## Start
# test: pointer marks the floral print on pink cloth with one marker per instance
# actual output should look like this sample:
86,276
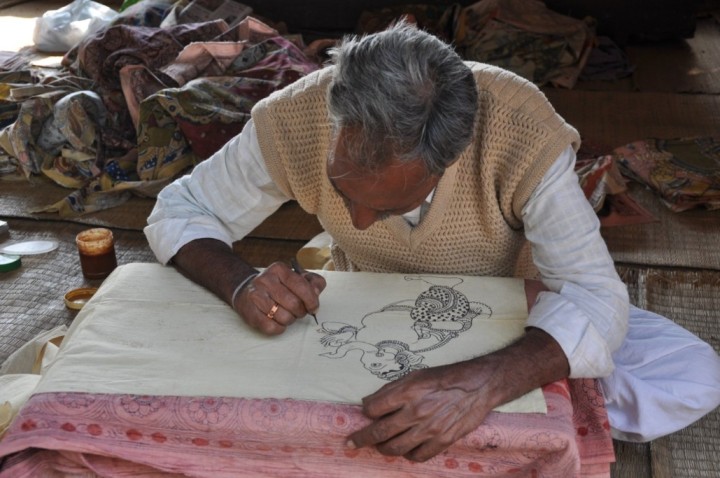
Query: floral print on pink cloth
208,436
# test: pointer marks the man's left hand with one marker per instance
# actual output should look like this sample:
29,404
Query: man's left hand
424,413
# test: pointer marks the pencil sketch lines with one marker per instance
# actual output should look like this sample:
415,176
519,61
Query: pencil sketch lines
439,314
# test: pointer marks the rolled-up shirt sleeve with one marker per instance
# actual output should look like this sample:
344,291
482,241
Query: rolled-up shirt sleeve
586,309
224,198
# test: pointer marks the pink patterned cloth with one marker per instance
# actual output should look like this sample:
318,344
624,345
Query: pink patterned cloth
132,435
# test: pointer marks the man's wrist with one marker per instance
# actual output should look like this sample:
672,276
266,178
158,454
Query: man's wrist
240,287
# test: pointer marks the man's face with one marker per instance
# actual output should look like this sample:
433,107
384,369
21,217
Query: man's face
396,189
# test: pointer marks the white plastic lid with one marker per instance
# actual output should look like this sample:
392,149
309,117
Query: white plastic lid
28,248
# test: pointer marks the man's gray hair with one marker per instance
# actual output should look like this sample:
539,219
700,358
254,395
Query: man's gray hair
405,94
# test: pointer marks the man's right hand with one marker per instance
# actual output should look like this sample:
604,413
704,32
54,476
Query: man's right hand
277,297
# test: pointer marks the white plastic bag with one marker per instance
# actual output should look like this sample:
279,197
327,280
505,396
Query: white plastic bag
60,30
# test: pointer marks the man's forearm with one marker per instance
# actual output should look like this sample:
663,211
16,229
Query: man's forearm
212,264
530,362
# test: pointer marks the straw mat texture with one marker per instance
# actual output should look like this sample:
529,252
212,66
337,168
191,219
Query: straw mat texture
31,297
18,198
692,299
615,118
687,239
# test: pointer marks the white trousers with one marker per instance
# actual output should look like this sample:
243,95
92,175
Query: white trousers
665,378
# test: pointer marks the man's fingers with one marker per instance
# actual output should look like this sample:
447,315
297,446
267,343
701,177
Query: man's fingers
378,432
294,292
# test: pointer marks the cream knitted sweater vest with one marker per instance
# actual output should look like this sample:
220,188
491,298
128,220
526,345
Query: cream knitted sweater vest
473,226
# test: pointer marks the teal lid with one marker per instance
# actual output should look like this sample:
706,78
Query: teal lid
9,263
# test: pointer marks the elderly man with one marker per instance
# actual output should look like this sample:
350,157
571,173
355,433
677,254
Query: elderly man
417,162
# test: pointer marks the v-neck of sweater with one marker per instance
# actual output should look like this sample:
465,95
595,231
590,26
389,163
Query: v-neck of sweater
414,236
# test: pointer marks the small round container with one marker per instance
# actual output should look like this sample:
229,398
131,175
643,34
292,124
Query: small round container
76,298
97,252
9,262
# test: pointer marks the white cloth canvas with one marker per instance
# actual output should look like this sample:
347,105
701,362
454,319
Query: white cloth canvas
149,330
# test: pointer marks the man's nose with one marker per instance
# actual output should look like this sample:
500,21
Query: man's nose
362,217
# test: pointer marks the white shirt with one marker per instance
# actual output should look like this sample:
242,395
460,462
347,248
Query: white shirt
586,310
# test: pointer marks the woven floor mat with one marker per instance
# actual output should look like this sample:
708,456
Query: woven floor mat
31,298
615,118
691,299
18,198
680,66
688,239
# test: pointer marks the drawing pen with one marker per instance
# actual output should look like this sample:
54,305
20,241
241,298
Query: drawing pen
296,267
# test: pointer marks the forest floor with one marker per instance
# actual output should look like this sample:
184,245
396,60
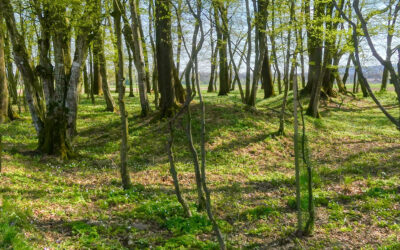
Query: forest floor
78,204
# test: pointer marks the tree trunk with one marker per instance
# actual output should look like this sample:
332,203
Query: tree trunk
126,180
3,79
99,45
221,12
97,79
164,55
130,59
314,45
132,34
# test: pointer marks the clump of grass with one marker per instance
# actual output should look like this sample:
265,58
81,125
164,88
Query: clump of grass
12,222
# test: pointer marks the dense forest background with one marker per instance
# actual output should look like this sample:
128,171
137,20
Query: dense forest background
174,124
## End
__AIM OF THE TASK__
Copy the whole listing again with "sample" replaced by "template" every time it appears, and nothing else changed. Leave the pictures out.

__ANSWER__
# test: pointer marks the floral print on pink cloth with one marker per instance
# actual output should look like this template:
86,276
Query: floral print on pink cloth
208,436
# test: pointer marks the man's left hand with one marker per instance
# actual output should look like this template:
29,404
Query: man's left hand
424,413
# test: pointer marks the pencil sketch lines with one marker per instance
# actual output should look like this template:
415,176
519,61
Query: pencil sketch lines
439,314
# test: pointer marks the rolled-up shirt sleeve with one marker per instance
# actual output should look like this template:
344,291
482,241
Query: rolled-up shirt sleeve
586,309
224,198
# test: pointer marks the pink patterned cloth with one marker per instance
# actual output should look like this template:
318,344
624,345
Query: pink patterned cloth
132,435
# test: pointer marks the man's wrist with one marker per instance
# actual output should look like this template:
672,276
266,178
158,454
Query: man's wrist
240,287
# test: pointer marks the man's face with one marker per instance
# actual output should look like this template:
433,107
384,369
21,217
Query: man's face
396,189
# test: pointer marks the white plastic lid with one marker per instance
# actual output should look like this template:
392,149
309,117
Query: white plastic lid
28,248
# test: pointer marks the man's gray hair with one marker per instance
# actual output should look like this template:
539,219
700,358
254,395
Query: man's gray hair
405,94
# test: pointer marks the man's right hand with one marker per instance
# actual output should look like this template:
604,413
704,32
54,476
Query: man's right hand
277,297
# test: pointer marks the white plastic bag with one marker per instance
# actual output should look like this template:
279,197
327,280
505,396
Query: white plastic bag
60,30
# test: pointer marks the man's forearm with one marker per instance
# actual output should look like this template:
663,211
16,229
Query: man's forearm
212,264
530,362
# test: pointer marks the straw mat texture with one marker per instance
# actual output should look like this template:
529,252
212,66
337,168
191,219
Query: straw mat texture
31,297
18,198
692,299
615,118
687,239
# test: pointer marks the white trousers with one marker per instance
# actual output should look like this template:
243,95
92,175
Query: white trousers
665,378
# test: pointer marks the man's fingers with one marker per instance
# actual output should look like this template:
447,315
297,446
267,343
701,177
Query: man's fingers
378,432
294,292
# test: pointer marks the cream knitted sweater vest with one marker per instance
# actual output should look like this template:
220,188
491,298
128,220
526,345
Query: cream knitted sweater vest
473,226
# test: pointer marks the teal lid with one marker per instance
# actual output should look like this template:
706,78
Query: teal lid
9,263
# test: pointer marks the elderly man with one marker per instance
# actual output should look like this template:
350,157
571,173
355,433
677,254
Query: elderly man
417,162
# test: pointer marks the v-neck of sweater with one marker per instance
# actual output should look like this template:
465,95
595,231
590,26
389,163
Query: v-neck of sweater
414,236
# test: pointer marks the small round container with one marker per instance
# actual output should look like this template:
229,398
131,175
643,34
292,124
Query: small round container
76,298
97,252
9,262
# test: pointer marks the white cloth canvas with one marker per instance
# actual output should look like this template:
347,105
701,362
454,319
Query: white cloth canvas
149,330
# test: pointer marks the man's nose with one marker per instance
# actual output should look like this template:
500,21
Query: man's nose
362,217
# test: pointer marks the white shirt with one marker per instance
# actual output should look like this template:
242,395
460,462
347,248
Query: white shirt
586,310
# test: pointer marks the woven floor mat with one marker per instance
# actual output should look like this template:
708,456
Query: woven floor mat
31,298
615,118
691,299
18,198
680,66
688,239
# test: pointer marks the drawing pen with one marker per instance
# actual output should look like this template:
54,305
20,241
241,298
Query: drawing pen
296,267
# test: pointer marks the forest floor with one marker per instance
# actual output should look like this template:
184,245
396,60
Query: forest floor
78,204
# test: pointer marks the tree trunk with one marker per instance
# actual output should look like this template:
332,203
Query: tree trunk
126,180
3,79
99,45
221,12
97,79
164,55
130,59
314,45
132,34
# test: pointer marks the clump of grass with one marker per instance
# actual output should look like this template:
265,58
81,125
164,88
Query: clump of grass
12,222
# test: pointer marks the dense forest background with one marker per instance
# actual output should look like this template:
128,171
137,20
Query: dense forest background
174,124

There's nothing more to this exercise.